• _İstenen görev A_:
Duygu düzenleme becerileri üzerine olan metinden "Duygu düzenleme becerileri çocuğun" ile "katkı sağlayacağı düşünülmektedir." arasındaki bölümü, bu iki ifade de dahil olmak üzere değiştirmeden kopyalayın.

• _Sayfa alıntısı_:
=-=-=-=-=

Duygu düzenleme becerileri çocuğun içinde bulunduğu duygu durumunun çocuğu rahatsız ettiği ya da onun sosyal çevreye uyumunu güçleştiren problem durumlarda ihtiyaç duyulan becerilerdir. Bu becerilerin gelişiminde daha önce de ifade edildiği üzere aile, kültür ve içinde bulunulan kişilerarası bağlam gibi dışsal unsurlar kadar, bilişsel süreçlerin de etkisi olduğu bilinmektedir. Ayrıca bilişsel stil ve duygu düzenleme becerisinin bireyin kendini denetlemesiyle ilgili olduğu görülmektedir. Bunlardan hareketle, bilişsel stil ile duygu düzenleme becerileri arasında bir ilişki olabileceği düşünülmüş, ancak alanyazında böyle bir ilişkinin olup olmadığını inceleyen bir araştırmaya rastlanamamıştır. Bu nedenle mevcut araştırmanın bilişsel stil ile duygu düzenleme becerileri arasında ilişki olup olmadığının incelenmesi bakımından alanyazına katkı sağlayacağı düşünülmektedir.

=-=-=-=-=

• _Verilen veriler_:
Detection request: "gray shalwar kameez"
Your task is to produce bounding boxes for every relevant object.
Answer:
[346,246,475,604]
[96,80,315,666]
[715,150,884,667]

=-=-=-=-=

• _İstenen görev B_:
Kayıtlardaki bütün satırları "Sıra" ve "Satır" sütunlarından oluşan bir Markdown tablosuna dönüştürün; her satıra bir sıra numarası verin, boş satırları almayın.

• _Yanıt A_:
Duygu düzenleme becerileri çocuğun içinde bulunduğu duygu durumunun çocuğu rahatsız ettiği ya da onun sosyal çevreye uyumunu güçleştiren problem durumlarda ihtiyaç duyulan becerilerdir. Bu becerilerin gelişiminde daha önce de ifade edildiği üzere aile, kültür ve içinde bulunulan kişilerarası bağlam gibi dışsal unsurlar kadar, bilişsel süreçlerin de etkisi olduğu bilinmektedir. Ayrıca bilişsel stil ve duygu düzenleme becerisinin bireyin kendini denetlemesiyle ilgili olduğu görülmektedir. Bunlardan hareketle, bilişsel stil ile duygu düzenleme becerileri arasında bir ilişki olabileceği düşünülmüş, ancak alanyazında böyle bir ilişkinin olup olmadığını inceleyen bir araştırmaya rastlanamamıştır. Bu nedenle mevcut araştırmanın bilişsel stil ile duygu düzenleme becerileri arasında ilişki olup olmadığının incelenmesi bakımından alanyazına katkı sağlayacağı düşünülmektedir.

• _Yanıt B_:
| Sıra | Satır |
|---|---|
| 1 | Detection request: "gray shalwar kameez" |
| 2 | Your task is to produce bounding boxes for every relevant object. |
| 3 | Answer: |
| 4 | [346,246,475,604] |
| 5 | [96,80,315,666] |
| 6 | [715,150,884,667] |